KEY POINTS

  • Two-thirds think their current employers will help retrain them to develop skills required for future jobs
  • In Germany, only 26% feared losing their jobs, compared to 36% in the U.S.
  • Global labor income declined an estimated 10.7%, or $3.5 trillion, during the first three quarters of 2020

More than one-half (54%) of employed adults across 27 countries surveyed by the World Economic Forum fear they will lose their jobs within the next 12 months as the COVID-19 pandemic rages on.

Quite simply, it appears the pandemic has shattered career expectations for many.

Conducted by market research firm Ipsos on behalf of the Forum, the survey of more than 12,000 people also found that about two-thirds (67%) of respondents think their current employers will help retrain them to develop skills required for future jobs.

The magnitude of job worries depended greatly on where the respondents lived. In Russia, 75% of workers were worried about losing their jobs, followed by 73% in Spain, 71% in Malaysia.

But in Germany, only 26% had such fears, followed by 30% in Sweden, and 36% in the Netherlands and the U.S.

“The COVID-19 crisis has accelerated trends towards automation and the use of artificial intelligence,” the Forum stated. “Jobs will certainly go – but new ones that require different skills are emerging.”

The Forum further noted that, concurrently, governments are considering the “longer-term labor market implications” of maintaining, withdrawing or partly continuing the crisis support they are providing to businesses to cover wages and maintain jobs.

“The result is a disrupted labor market and uncertain prospects for 2021,” the Forum warned.

> ENTRIES SHOWN:
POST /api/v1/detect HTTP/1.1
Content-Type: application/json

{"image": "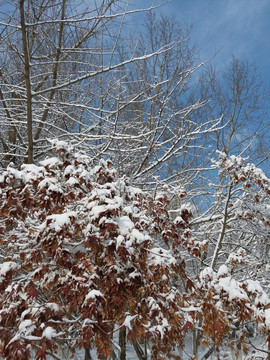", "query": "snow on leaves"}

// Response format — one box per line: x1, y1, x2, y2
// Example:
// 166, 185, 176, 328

0, 141, 270, 360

> EXERCISE DESCRIPTION:
Continue the article on worker fears of job loss during the COVID-19 pandemic, picking up after its final sentence.

> RESULT BELOW:
The International Labour Organization, or ILO, recently looked at how the COVID-19 pandemic has devastated labor markets in Latin America and the Caribbean.

ILO estimated that the ongoing crisis has led to the loss of at least 34 million jobs in the region – a scenario that is likely to expand already wide rates of inequality.

“We face an unprecedented challenge, that of rebuilding the region's labor markets, which implies facing structural failures that have worsened with the pandemic, such as low productivity, high informality, and inequality of income and opportunities of decent work,” said Vinícius Pinheiro, director of the ILO Regional Office for Latin America and the Caribbean.

However, in the third quarter, some recovery in local labor markets emerged.

Last month, ILO estimated that global labor income declined by 10.7%, or $3.5 trillion, during the first three quarters of 2020, versus the same period in 2019, due to COVID-19-relate job losses. (However, this figure excluded wage support provided by government stimulus measures).

The loss of income has particularly hit informal workers in developing and emerging economies.